__Fragmento de texto__:
>>>>
Enrique García-Máiquez | 04 de julio de 2021
Nos han acostumbrado a una dialéctica entre unas normas estrictas y una naturaleza humana que no puede cumplirlas o una pasión que se rebela. En Shtisel es al revés. La revelación nace del rito.
Ya escribí para la revista Centinela sobre la serie israelí Shtisel. Puse varias protecciones para que quienes no habían visto la serie pudiesen leerme. Pero en El Debate de hoy les pasa como a mí y como a varios amigos de las redes sociales. Toda glosa o escolio a Shtisel nos parecen poco.
Aprovechando la intimidad, esta vez voy a ir directo al centro del argumento. Que para mí radica en la tensión entre el rito, la tradición, la autoridad, la ley y la norma, por un lado, y, por otro, la revelación luminosa de la verdad o incluso de la intervención divina. Shtisel se podría comentar con Las dos fuentes de la moral de Henri Bergson o, incluso mejor, con En la encrucijada de Martin Buber de trasfondo. Lo que hace singular esta serie no es tanto que los personajes sean ortodoxos, sino que esa tensión es ascendente. Nos han acostumbrado a una dialéctica entre unas normas estrictas y una naturaleza humana que no puede cumplirlas o una pasión que se rebela. Aquí es al revés. La revelación nace del rito.
Pondré primero un ejemplo elemental. Es evidente que Elisheva se siente poderosamente atraída por Akiva. También que tiene un comprensible rechazo al matrimonio, tras haber enviudado dos veces. Hace todo lo posible para que Akiva no entre en el laberinto de su corazón, pero, cuando ella se rinde, va adquiriendo la dimensión (magistralmente dosificada por la serie) de una femme fatal bondadosa. Como siempre con Akiva, el momento esencial de su relación se produce cuando él se decide a hacerle un retrato. Elisheva se le acerca, sensual, predispuesta a entregarse. Akiva, sin embargo, para nuestra inicial sorpresa, la evita; y no por falta de deseo, sino por guardar su castidad. Que la serie no ridiculice esa acción, ya asombra. Pero deslumbra que, gracias a esa resistencia, se desencadene la liberación del laberinto. Akiva, aunque no dice nada (pudorosamente), entiende que el matrimonio sería la única salida para él y la única que Elisheva, bloqueada, no puede tomar.
<<<<
__Material proporcionado__:
>>>>
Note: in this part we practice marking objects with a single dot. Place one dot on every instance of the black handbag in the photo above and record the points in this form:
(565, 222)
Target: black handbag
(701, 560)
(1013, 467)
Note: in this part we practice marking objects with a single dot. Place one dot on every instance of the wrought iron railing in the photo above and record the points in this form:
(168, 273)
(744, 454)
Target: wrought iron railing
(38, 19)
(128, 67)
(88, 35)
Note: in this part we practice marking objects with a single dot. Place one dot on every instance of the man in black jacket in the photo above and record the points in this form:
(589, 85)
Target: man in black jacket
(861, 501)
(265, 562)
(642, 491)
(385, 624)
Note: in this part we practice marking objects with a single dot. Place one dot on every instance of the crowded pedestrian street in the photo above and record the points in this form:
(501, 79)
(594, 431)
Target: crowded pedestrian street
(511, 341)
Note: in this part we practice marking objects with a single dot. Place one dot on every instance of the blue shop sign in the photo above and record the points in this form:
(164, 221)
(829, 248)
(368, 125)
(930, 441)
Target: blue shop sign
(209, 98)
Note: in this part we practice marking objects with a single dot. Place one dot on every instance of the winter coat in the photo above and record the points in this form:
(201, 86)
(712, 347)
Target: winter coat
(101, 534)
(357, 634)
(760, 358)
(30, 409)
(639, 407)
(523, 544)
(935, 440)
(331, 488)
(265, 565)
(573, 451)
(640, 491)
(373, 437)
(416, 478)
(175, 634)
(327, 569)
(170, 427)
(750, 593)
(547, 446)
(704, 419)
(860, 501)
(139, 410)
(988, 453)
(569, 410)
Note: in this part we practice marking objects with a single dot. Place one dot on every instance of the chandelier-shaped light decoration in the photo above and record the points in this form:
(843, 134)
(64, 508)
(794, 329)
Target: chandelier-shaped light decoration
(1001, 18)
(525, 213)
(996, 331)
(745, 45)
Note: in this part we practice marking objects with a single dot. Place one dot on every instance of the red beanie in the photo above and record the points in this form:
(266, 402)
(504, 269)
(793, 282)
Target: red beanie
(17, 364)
<<<<
__Objetivos__:
A - Resume de forma más breve el párrafo del artículo sobre Shtisel que empieza con "Aprovechando la intimidad" y conserva sus datos principales.
B - Por favor, escribe cómo sigue el artículo sobre Shtisel a partir de su última oración.
El listado es un material independiente del artículo sobre Shtisel.

__Tareas resueltas__:
A - Voy directo al centro del argumento: la tensión entre el rito, la tradición, la autoridad, la ley y la norma, por un lado, y la revelación luminosa de la verdad o incluso la intervención divina, por otro. Shtisel podría comentarse con Las dos fuentes de la moral de Henri Bergson o, mejor aún, con En la encrucijada de Martin Buber de trasfondo. Lo singular no es que los personajes sean ortodoxos, sino que esa tensión es ascendente. Frente a la dialéctica habitual entre normas estrictas y una naturaleza humana que no puede cumplirlas o una pasión que se rebela, aquí ocurre al revés: la revelación nace del rito.

B -
Lo mismo, con mucha más complejidad, se ve con Giti y Lippe Weiss. Ella sostiene el matrimonio, entre resentimientos, desconfianzas y profundas heridas silenciosas. Lo hace por pura creencia en la institución, por respeto a la comunidad y por el interés de sus hijos. Para que no se nos pase el matiz, los guionistas nos ponen el contraste de su amiga, que celebra como una liberación su matrimonio roto.
La historia no se ríe de Giti: nos muestra muy claramente cómo su acogida de Lippe, llena de aristas y dolor, es difícil, sacrificada, heroica… y va dando lentamente sus frutos. Lippe ampara el amor de sus dos hijos mayores; imperfectamente, como él lo hace todo, pero con total eficacia. Lo hace contra Giti, de modo que la defiende de ella misma y logra —lo adivinamos— que sus hijos más tarde no le echen en cara nada. El arrepentimiento final de Lippe —que cualquier espectador con un mínimo de sensibilidad religiosa reconoce trascendental— se produce gracias a la perseverancia de Giti. Su enfado sordo pero fiel ha hecho las veces de purgatorio por la ofensa a Dios. Lippe se hubiese conformado con un perdón más superficial, que es lo que pide, y el mundo hubiese comprendido una ruptura más rápida, que es la que imponen los tiempos. Pero los tiempos de la ortodoxia son otros. Y son salvíficos.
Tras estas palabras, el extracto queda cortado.